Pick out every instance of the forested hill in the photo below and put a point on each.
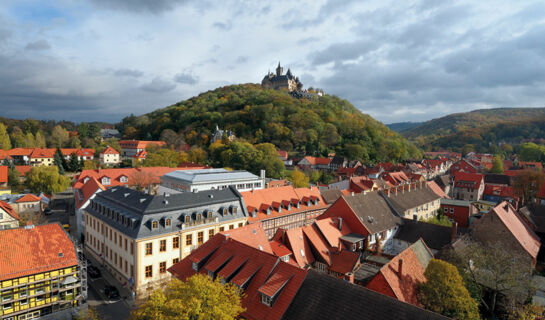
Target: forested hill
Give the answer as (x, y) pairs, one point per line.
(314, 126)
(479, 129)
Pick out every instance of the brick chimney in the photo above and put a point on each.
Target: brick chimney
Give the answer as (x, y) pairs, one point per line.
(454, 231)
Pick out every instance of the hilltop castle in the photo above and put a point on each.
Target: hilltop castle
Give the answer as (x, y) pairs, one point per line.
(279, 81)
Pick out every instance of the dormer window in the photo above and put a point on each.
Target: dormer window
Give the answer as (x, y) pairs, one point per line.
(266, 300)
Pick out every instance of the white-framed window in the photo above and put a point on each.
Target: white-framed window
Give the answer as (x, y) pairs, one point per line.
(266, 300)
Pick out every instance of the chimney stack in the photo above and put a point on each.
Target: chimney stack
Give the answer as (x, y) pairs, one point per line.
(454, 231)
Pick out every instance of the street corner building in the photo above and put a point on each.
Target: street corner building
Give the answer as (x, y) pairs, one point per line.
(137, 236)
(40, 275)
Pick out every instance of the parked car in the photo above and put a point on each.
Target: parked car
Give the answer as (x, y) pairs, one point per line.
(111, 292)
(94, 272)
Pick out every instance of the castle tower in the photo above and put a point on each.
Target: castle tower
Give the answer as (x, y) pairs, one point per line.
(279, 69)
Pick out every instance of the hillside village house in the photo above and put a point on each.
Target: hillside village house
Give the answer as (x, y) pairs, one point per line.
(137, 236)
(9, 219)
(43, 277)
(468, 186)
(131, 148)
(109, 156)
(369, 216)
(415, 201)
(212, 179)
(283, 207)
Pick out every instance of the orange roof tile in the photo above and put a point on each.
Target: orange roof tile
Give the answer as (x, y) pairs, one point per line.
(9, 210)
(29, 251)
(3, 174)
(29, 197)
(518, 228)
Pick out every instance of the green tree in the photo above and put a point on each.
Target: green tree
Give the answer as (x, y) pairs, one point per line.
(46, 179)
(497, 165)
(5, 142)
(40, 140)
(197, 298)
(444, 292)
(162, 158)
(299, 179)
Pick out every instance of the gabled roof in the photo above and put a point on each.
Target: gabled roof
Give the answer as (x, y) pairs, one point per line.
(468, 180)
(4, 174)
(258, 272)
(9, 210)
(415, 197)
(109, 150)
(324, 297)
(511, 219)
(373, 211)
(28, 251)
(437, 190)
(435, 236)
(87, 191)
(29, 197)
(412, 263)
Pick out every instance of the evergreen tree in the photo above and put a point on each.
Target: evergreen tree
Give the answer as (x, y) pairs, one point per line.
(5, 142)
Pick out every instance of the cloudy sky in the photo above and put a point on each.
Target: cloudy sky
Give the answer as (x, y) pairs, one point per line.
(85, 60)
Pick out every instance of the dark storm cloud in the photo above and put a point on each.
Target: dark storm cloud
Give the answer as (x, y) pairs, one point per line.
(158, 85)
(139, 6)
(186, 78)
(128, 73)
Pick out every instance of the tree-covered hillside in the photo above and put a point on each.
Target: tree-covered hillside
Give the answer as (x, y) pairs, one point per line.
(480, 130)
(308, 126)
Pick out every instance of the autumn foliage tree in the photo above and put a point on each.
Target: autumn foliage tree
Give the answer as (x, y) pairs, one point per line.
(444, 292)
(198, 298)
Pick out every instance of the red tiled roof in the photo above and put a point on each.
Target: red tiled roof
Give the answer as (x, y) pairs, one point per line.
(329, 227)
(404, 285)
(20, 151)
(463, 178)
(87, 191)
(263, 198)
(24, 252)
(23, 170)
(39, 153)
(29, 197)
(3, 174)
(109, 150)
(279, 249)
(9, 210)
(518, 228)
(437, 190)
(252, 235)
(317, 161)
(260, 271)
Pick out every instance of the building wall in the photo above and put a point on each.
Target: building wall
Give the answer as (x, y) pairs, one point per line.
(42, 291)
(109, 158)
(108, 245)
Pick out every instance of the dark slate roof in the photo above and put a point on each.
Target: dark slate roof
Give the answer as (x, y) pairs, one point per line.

────────

* [Requirement]:
Copy each line exactly, from the line containing "Pick out every instance of the red" down to the last line of the material, and no other lines.

* [Reply]:
Pick out every instance of the red tiled roof in the photo above and put a point on each.
Target: red tiled roof
Give the answer as (x, y) pairs, one point per line.
(329, 227)
(404, 285)
(20, 151)
(463, 178)
(87, 191)
(263, 198)
(24, 252)
(23, 170)
(39, 153)
(29, 197)
(3, 174)
(109, 150)
(279, 249)
(9, 210)
(518, 228)
(437, 190)
(252, 235)
(317, 161)
(260, 271)
Pick out every instance of the building wall in the photo above and put a point on each.
Target: building wall
Give the answer as (x, y) pairs, one point per line.
(42, 291)
(109, 158)
(108, 245)
Pick out every instance of the dark slate roof in the photo above and put a point on each.
Target: dark slate roof
Give the answer as (x, y) pairs, one point per line.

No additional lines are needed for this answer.